**Provided data**
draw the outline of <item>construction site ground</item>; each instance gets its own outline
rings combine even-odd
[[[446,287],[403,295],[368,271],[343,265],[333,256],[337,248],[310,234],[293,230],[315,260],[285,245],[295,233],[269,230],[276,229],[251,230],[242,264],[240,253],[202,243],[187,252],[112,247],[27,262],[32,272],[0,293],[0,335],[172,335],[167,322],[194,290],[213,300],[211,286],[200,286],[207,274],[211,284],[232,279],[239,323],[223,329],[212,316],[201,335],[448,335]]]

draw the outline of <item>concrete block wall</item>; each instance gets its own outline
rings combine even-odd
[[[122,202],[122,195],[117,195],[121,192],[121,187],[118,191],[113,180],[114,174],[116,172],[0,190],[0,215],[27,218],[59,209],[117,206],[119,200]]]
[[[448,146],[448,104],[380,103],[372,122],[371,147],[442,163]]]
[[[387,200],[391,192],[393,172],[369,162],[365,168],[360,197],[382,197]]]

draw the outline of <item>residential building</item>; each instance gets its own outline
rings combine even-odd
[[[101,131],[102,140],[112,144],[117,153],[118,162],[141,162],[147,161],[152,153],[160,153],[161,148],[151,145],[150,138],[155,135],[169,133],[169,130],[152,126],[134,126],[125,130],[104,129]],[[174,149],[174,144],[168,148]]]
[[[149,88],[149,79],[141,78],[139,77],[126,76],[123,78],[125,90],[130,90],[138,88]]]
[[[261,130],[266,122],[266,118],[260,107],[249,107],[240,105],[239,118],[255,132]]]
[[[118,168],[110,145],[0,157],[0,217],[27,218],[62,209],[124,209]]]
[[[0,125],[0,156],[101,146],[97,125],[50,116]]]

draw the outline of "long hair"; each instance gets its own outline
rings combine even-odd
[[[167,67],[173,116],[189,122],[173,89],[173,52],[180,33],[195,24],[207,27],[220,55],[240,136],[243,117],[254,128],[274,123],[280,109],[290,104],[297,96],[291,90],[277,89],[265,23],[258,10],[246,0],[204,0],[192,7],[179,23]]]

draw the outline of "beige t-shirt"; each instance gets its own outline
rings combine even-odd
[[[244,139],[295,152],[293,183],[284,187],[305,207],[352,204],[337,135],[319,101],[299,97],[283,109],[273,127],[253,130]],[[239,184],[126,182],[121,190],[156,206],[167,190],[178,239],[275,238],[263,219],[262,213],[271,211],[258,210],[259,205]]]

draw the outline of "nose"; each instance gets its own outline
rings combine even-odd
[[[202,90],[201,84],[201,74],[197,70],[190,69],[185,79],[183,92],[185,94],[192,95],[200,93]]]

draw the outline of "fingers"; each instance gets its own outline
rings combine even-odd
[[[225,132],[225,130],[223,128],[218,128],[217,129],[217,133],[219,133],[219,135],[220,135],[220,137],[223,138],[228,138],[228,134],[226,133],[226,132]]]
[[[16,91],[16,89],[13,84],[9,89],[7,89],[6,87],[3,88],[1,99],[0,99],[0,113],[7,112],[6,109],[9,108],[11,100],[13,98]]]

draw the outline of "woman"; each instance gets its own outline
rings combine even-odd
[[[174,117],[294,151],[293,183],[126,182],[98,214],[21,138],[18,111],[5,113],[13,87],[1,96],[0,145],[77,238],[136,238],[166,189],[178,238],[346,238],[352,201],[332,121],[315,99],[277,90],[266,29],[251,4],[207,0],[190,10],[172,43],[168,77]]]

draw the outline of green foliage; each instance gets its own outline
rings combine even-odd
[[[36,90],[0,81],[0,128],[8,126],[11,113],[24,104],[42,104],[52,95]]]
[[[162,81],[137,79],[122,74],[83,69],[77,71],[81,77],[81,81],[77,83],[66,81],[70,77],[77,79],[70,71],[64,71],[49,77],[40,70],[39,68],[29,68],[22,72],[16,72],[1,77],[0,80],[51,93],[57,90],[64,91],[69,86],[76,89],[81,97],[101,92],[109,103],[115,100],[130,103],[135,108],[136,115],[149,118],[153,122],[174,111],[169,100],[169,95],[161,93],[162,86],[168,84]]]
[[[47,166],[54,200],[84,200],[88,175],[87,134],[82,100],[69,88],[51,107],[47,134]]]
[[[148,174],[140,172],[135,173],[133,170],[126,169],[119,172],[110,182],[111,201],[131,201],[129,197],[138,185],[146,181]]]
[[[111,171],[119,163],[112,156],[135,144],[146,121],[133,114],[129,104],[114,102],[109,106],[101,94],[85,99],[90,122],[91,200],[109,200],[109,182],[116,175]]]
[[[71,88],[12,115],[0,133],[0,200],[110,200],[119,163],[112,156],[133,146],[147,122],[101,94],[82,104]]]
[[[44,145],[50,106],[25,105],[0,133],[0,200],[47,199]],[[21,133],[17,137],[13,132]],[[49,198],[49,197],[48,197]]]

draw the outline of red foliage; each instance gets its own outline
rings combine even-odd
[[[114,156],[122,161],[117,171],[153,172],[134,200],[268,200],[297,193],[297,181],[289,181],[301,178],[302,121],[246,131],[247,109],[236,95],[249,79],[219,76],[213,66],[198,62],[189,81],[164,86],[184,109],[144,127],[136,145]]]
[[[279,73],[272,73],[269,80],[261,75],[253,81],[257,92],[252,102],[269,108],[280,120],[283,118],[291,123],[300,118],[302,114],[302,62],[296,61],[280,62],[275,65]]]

**Aim of the exercise**
Count how many lines in the rows above contain the string "each". Case counts. Give only the number.

**Response**
10